MATERIALS PROVIDED:
......
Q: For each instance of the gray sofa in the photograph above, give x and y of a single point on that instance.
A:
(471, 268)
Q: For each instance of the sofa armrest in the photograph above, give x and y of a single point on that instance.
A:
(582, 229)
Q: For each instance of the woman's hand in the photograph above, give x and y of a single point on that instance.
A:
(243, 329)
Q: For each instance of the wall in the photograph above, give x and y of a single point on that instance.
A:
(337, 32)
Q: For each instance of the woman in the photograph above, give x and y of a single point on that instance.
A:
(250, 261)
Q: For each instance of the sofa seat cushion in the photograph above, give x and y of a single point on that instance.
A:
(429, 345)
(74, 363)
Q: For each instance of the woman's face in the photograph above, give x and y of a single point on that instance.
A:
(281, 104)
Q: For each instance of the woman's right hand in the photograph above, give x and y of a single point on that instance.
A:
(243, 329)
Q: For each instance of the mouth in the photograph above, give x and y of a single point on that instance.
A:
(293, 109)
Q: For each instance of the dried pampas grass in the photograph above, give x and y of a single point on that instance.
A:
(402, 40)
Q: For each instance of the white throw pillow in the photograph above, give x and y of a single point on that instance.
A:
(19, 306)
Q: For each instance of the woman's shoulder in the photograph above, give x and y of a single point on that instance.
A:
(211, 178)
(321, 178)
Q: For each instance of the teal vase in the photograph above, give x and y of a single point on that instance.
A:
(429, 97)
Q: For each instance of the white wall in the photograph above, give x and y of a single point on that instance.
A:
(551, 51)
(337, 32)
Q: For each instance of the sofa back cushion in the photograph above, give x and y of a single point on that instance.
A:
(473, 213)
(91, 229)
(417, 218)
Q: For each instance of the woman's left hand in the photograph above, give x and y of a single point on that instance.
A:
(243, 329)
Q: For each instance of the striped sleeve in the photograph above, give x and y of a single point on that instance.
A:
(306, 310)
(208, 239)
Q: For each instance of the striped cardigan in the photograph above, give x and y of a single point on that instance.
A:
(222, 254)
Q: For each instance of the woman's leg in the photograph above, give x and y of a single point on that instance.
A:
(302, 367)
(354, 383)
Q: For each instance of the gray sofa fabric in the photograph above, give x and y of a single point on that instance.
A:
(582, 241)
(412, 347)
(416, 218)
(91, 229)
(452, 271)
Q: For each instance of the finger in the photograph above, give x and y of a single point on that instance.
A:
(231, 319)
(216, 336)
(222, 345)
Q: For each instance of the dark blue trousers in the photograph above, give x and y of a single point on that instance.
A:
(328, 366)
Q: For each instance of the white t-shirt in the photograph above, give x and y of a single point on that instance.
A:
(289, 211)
......
EXERCISE:
Looking over the records, find each line with the word "gray" and copy it.

RESULT OF THE EXERCISE:
Q: For each instance of the gray sofa in the photograph above, give x and y of a single point on that instance.
Q: For each instance of the gray sofa fabric in the photograph above, give x and y of a single point on that instance.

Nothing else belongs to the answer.